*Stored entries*
****************

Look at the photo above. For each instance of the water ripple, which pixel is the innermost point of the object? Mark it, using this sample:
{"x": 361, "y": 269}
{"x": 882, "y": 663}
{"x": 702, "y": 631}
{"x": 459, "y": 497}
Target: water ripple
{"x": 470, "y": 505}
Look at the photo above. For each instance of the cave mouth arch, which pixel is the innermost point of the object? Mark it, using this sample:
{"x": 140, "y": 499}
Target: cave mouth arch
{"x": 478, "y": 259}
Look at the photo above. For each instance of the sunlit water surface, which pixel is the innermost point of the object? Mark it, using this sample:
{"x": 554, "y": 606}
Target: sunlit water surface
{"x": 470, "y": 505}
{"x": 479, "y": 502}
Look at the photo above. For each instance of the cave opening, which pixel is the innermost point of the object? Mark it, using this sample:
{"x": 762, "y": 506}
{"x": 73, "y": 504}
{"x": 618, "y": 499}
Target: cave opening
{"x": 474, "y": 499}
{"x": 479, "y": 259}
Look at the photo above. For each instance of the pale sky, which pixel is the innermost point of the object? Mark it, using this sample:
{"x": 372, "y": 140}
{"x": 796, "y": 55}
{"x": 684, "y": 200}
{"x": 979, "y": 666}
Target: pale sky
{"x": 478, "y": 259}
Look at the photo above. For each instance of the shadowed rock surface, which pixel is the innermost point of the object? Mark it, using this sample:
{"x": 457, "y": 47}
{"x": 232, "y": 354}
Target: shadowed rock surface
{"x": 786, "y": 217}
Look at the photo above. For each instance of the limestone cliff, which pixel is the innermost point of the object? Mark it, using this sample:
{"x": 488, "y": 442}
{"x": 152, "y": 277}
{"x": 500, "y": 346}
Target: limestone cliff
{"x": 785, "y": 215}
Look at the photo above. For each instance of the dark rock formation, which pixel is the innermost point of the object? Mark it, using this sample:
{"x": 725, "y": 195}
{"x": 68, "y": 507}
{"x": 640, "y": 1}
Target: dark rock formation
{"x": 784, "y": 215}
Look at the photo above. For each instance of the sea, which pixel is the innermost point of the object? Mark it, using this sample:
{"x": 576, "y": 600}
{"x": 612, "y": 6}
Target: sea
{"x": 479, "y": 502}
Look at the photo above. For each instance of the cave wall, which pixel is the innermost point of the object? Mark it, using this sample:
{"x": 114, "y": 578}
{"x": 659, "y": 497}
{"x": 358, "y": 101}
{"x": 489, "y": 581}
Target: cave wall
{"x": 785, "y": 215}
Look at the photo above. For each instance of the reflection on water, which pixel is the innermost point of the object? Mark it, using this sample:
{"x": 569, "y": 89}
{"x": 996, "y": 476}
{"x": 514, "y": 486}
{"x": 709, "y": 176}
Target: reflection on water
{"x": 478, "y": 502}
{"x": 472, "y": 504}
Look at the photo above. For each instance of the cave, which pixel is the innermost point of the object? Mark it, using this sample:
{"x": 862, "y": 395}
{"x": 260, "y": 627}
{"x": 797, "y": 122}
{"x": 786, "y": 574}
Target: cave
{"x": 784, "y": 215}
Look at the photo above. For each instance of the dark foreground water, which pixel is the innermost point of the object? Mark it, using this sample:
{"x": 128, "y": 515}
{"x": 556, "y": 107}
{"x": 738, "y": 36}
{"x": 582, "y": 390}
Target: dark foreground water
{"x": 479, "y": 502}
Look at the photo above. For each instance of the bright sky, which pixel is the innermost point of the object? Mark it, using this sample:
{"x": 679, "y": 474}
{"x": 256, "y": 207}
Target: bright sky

****************

*Exercise objective*
Copy every one of the stored entries above word for word, keeping each line as it appears.

*Result below*
Look at the photo above. For each instance of the water ripple, which pixel is the innermost point of the object? Mark it, using this sample:
{"x": 361, "y": 269}
{"x": 882, "y": 663}
{"x": 702, "y": 631}
{"x": 459, "y": 497}
Target: water ripple
{"x": 470, "y": 505}
Look at the photo above. For each instance of the cave mouth arch, which pixel is the innermost point of the object? Mark it, using this sample:
{"x": 140, "y": 499}
Target: cave mouth arch
{"x": 478, "y": 259}
Look at the photo above. For each instance of the sunlit water surface, which pixel is the innermost point of the object? Mark it, using this sample:
{"x": 554, "y": 606}
Target: sunlit water surface
{"x": 470, "y": 505}
{"x": 479, "y": 502}
Look at the photo above. For each instance of the cave opening, which pixel is the innermost point of the object? Mark it, using this sample:
{"x": 762, "y": 506}
{"x": 73, "y": 504}
{"x": 618, "y": 499}
Target: cave opening
{"x": 474, "y": 499}
{"x": 479, "y": 259}
Look at the photo above. For each instance of the pale sky, which pixel is the innermost point of the object? Mark it, using this sample:
{"x": 372, "y": 140}
{"x": 796, "y": 55}
{"x": 684, "y": 200}
{"x": 979, "y": 666}
Target: pale sky
{"x": 478, "y": 259}
Look at the photo above. For each instance of the shadowed rock surface, which pixel is the innermost point of the object? Mark it, using this sample:
{"x": 457, "y": 47}
{"x": 232, "y": 354}
Target: shadowed rock surface
{"x": 786, "y": 217}
Look at the photo above. For each instance of the limestone cliff, which pixel is the innermost point of the object? Mark it, using this sample:
{"x": 488, "y": 442}
{"x": 152, "y": 277}
{"x": 500, "y": 346}
Target: limestone cliff
{"x": 785, "y": 215}
Look at the photo above. For each instance of the dark rock formation, which pixel is the innermost point of the object? Mark it, using this sample:
{"x": 725, "y": 195}
{"x": 68, "y": 507}
{"x": 640, "y": 1}
Target: dark rock formation
{"x": 784, "y": 215}
Look at the photo above. For each instance of the sea, which pixel is the innermost point of the object? Mark it, using this sample:
{"x": 576, "y": 600}
{"x": 612, "y": 6}
Target: sea
{"x": 479, "y": 502}
Look at the photo above. For each instance of the cave wall, which pixel is the innermost point of the object? Mark it, using this sample:
{"x": 114, "y": 578}
{"x": 659, "y": 497}
{"x": 358, "y": 101}
{"x": 489, "y": 581}
Target: cave wall
{"x": 785, "y": 215}
Look at the photo above. For each instance of the reflection on water, which pixel is the innermost point of the object? Mark it, using this sample:
{"x": 569, "y": 89}
{"x": 996, "y": 476}
{"x": 514, "y": 486}
{"x": 709, "y": 176}
Target: reflection on water
{"x": 478, "y": 502}
{"x": 472, "y": 504}
Look at the photo above. For each instance of the cave, which pixel is the innermost point of the object? Mark it, using this sample:
{"x": 862, "y": 395}
{"x": 260, "y": 627}
{"x": 797, "y": 122}
{"x": 786, "y": 574}
Target: cave
{"x": 784, "y": 215}
Look at the photo above. For each instance of the dark foreground water, which pixel is the innermost point of the object? Mark it, using this sample:
{"x": 128, "y": 515}
{"x": 556, "y": 107}
{"x": 738, "y": 36}
{"x": 582, "y": 390}
Target: dark foreground water
{"x": 479, "y": 502}
Look at the photo above. For each instance of the bright sky, which pixel is the innermost point of the object? Mark it, using this sample:
{"x": 679, "y": 474}
{"x": 256, "y": 207}
Target: bright sky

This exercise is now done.